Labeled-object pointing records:
=======
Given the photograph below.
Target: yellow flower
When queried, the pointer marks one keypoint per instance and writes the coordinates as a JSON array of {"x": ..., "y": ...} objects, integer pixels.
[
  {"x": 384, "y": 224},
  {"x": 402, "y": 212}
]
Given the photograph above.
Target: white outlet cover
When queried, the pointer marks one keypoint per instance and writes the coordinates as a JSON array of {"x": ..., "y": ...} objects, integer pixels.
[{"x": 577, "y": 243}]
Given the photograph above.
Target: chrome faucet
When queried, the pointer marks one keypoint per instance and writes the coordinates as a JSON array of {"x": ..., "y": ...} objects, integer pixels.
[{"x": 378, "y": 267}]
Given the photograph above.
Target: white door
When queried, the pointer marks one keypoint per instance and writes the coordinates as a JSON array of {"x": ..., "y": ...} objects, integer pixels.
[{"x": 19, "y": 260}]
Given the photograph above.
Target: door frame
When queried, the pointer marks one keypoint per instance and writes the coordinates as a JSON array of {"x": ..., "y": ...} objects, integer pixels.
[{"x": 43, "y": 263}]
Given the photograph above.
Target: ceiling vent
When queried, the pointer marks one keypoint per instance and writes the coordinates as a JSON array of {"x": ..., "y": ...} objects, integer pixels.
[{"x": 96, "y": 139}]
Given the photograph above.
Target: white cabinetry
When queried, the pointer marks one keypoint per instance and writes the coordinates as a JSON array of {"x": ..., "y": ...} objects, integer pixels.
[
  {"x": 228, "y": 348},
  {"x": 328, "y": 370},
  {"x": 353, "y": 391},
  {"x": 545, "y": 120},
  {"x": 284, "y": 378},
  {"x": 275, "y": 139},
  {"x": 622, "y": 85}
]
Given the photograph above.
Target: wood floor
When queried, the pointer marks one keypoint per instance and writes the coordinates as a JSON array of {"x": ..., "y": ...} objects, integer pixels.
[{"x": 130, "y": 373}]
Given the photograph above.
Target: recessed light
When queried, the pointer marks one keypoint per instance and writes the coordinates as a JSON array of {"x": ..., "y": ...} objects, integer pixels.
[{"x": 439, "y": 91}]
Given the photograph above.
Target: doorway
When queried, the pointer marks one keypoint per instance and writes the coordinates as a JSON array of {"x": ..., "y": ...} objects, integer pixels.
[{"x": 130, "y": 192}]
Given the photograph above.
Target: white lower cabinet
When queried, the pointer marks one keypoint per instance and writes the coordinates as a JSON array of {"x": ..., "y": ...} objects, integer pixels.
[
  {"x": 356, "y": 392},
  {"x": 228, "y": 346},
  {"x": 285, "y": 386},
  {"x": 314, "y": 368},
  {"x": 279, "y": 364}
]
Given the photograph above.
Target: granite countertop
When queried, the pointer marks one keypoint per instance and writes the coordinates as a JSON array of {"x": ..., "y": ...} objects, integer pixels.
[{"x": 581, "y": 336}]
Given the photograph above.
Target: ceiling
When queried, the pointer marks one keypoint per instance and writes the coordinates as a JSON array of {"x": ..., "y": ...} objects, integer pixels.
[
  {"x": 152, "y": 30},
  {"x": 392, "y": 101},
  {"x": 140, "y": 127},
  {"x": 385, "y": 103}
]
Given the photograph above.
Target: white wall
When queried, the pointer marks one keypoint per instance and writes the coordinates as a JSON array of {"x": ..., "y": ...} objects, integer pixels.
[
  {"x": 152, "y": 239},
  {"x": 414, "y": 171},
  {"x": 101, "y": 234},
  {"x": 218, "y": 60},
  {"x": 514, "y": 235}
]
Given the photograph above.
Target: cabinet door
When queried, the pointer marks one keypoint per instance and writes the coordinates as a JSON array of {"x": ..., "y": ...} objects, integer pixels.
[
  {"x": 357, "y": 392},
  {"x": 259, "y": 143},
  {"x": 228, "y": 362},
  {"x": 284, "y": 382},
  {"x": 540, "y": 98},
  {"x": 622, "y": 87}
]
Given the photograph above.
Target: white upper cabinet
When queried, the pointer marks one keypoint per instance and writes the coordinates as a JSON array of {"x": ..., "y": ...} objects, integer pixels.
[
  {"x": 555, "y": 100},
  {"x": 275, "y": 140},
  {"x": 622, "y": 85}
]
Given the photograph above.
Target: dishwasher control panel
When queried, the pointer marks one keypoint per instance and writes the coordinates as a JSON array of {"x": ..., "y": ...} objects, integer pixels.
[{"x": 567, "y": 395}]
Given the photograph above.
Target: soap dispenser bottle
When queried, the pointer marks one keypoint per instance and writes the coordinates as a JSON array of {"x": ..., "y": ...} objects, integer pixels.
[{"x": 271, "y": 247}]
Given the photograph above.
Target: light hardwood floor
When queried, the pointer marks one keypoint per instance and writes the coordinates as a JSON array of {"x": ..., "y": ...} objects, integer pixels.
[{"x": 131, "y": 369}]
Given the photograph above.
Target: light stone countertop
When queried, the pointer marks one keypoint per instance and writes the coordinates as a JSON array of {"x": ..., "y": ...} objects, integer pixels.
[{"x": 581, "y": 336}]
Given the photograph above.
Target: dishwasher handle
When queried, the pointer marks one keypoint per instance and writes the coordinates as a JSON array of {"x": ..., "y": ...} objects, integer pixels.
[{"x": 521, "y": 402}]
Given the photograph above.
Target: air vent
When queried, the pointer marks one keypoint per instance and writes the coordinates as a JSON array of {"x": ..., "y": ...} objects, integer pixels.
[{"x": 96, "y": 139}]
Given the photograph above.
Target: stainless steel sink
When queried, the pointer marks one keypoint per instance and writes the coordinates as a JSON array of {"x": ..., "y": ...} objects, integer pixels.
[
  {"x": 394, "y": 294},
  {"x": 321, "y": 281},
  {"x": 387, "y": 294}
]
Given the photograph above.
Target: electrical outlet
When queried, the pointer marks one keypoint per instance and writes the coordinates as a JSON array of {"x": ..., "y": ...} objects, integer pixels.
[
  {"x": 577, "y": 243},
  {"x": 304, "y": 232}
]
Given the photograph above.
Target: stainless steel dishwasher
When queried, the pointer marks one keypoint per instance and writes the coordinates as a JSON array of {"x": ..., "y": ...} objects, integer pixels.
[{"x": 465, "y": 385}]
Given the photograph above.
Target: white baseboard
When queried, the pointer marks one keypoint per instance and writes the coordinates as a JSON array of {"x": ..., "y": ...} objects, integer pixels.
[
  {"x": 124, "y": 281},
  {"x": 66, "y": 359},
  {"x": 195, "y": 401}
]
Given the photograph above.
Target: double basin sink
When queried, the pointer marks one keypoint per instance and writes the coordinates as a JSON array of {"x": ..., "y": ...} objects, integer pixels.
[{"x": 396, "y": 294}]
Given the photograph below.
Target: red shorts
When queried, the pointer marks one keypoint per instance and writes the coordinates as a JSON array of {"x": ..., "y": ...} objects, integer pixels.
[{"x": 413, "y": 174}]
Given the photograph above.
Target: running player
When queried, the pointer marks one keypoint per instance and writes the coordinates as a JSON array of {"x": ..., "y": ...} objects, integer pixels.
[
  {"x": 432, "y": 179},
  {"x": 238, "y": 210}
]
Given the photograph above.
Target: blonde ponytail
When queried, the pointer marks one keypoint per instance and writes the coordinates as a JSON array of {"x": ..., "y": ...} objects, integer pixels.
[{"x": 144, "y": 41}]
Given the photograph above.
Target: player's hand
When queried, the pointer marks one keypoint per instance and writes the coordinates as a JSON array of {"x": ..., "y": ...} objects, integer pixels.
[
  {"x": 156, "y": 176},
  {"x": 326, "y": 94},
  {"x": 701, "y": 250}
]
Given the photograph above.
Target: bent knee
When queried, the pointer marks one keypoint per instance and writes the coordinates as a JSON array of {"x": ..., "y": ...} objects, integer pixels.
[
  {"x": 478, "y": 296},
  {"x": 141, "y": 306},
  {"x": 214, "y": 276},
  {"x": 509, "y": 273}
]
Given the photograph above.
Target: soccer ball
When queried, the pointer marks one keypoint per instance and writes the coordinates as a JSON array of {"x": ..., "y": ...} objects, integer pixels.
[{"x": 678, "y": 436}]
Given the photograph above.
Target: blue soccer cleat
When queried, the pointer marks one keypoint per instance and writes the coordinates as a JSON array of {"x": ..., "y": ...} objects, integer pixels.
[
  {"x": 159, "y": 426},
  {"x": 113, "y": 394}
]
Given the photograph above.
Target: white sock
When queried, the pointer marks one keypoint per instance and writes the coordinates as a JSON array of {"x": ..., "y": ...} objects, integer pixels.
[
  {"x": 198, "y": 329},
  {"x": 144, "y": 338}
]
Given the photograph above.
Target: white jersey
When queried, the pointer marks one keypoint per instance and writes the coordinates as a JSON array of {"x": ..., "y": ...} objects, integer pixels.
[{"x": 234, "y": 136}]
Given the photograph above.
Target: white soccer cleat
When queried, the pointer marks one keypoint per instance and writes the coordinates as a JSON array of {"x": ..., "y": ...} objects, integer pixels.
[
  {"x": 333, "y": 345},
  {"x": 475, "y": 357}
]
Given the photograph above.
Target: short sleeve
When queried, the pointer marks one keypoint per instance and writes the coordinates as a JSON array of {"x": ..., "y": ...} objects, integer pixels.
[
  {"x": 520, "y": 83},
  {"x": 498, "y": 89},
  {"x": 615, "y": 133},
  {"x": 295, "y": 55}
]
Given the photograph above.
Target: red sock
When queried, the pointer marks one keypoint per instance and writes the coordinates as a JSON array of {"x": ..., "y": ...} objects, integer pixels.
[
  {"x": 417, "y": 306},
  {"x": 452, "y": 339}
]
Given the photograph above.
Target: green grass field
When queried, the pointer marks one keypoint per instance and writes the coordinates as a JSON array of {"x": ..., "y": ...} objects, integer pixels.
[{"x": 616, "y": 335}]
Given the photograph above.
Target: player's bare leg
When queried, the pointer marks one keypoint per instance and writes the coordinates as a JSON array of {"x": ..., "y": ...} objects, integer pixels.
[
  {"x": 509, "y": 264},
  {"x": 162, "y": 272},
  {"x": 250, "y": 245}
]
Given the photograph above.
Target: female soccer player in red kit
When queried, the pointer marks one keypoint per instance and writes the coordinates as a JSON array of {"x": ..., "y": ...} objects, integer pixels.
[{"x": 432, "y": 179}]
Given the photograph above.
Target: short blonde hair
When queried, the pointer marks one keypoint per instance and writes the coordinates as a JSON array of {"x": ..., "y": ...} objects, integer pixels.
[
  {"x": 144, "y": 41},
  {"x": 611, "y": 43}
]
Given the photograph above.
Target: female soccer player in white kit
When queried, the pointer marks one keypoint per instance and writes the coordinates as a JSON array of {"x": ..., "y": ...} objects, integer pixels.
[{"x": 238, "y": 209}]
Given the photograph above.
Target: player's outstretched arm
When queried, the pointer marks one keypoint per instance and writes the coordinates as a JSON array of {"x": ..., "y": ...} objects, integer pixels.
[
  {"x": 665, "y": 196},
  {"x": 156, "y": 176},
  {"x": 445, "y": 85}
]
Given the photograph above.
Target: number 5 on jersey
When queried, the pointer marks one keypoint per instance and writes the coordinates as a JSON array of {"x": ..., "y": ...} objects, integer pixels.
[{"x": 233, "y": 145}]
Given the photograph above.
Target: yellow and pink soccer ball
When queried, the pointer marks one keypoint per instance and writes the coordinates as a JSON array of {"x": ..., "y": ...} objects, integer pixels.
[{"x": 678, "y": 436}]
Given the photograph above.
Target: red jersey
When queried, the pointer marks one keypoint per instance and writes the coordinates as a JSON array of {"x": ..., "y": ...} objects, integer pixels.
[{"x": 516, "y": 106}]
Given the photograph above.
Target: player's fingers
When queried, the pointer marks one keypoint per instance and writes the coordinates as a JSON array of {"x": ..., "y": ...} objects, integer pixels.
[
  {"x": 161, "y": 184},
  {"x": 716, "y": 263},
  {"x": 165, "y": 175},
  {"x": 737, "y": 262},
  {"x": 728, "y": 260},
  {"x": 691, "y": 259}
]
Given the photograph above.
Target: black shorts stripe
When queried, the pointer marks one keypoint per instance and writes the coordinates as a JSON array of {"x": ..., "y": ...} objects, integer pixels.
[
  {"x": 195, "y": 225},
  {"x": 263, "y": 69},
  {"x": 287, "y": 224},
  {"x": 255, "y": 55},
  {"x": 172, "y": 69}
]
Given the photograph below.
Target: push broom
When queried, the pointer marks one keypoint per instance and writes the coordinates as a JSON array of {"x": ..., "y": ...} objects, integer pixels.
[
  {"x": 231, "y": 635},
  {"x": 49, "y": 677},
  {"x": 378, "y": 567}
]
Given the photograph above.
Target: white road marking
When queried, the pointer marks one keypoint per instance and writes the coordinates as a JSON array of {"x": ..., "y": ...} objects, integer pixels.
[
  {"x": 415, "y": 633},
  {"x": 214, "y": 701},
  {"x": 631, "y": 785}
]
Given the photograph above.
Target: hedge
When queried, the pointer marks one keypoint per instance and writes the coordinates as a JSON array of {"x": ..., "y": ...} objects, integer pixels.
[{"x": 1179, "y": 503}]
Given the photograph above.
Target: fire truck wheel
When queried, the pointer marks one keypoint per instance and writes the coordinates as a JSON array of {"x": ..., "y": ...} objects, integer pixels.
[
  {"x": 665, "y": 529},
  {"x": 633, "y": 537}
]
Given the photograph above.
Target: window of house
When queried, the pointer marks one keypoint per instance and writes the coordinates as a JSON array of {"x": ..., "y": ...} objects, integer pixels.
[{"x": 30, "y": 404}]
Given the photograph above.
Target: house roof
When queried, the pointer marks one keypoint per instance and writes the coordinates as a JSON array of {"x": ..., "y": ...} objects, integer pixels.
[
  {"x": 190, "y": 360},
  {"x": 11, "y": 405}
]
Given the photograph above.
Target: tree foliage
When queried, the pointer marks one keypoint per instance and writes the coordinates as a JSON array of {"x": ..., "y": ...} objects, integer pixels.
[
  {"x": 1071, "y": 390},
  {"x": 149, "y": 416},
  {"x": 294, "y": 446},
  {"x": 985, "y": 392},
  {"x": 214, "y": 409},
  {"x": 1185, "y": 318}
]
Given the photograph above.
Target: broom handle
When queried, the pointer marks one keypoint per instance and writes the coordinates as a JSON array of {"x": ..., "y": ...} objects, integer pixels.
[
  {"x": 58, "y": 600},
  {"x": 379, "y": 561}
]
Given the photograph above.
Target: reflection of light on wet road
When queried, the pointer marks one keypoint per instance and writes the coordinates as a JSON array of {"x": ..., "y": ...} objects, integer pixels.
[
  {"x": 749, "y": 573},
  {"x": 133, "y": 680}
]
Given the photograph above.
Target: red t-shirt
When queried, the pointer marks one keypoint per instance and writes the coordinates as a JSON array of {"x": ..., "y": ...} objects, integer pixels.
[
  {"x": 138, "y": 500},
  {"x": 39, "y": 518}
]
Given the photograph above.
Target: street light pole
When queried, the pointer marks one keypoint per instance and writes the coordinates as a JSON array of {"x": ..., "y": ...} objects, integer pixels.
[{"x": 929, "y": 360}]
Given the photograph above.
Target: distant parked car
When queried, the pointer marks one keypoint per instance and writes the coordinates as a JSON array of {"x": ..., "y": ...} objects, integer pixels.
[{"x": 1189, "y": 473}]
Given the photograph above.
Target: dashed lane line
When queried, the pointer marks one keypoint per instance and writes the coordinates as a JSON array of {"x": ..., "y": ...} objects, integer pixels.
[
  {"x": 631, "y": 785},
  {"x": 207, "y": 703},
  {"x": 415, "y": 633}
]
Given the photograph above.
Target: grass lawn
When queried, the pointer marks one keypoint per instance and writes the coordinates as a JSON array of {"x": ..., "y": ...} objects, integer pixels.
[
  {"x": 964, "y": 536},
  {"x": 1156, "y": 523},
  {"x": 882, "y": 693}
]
=======
> Given request: Count the lines of the records above that contain the word "jersey", and give only the number.

> Written response: 3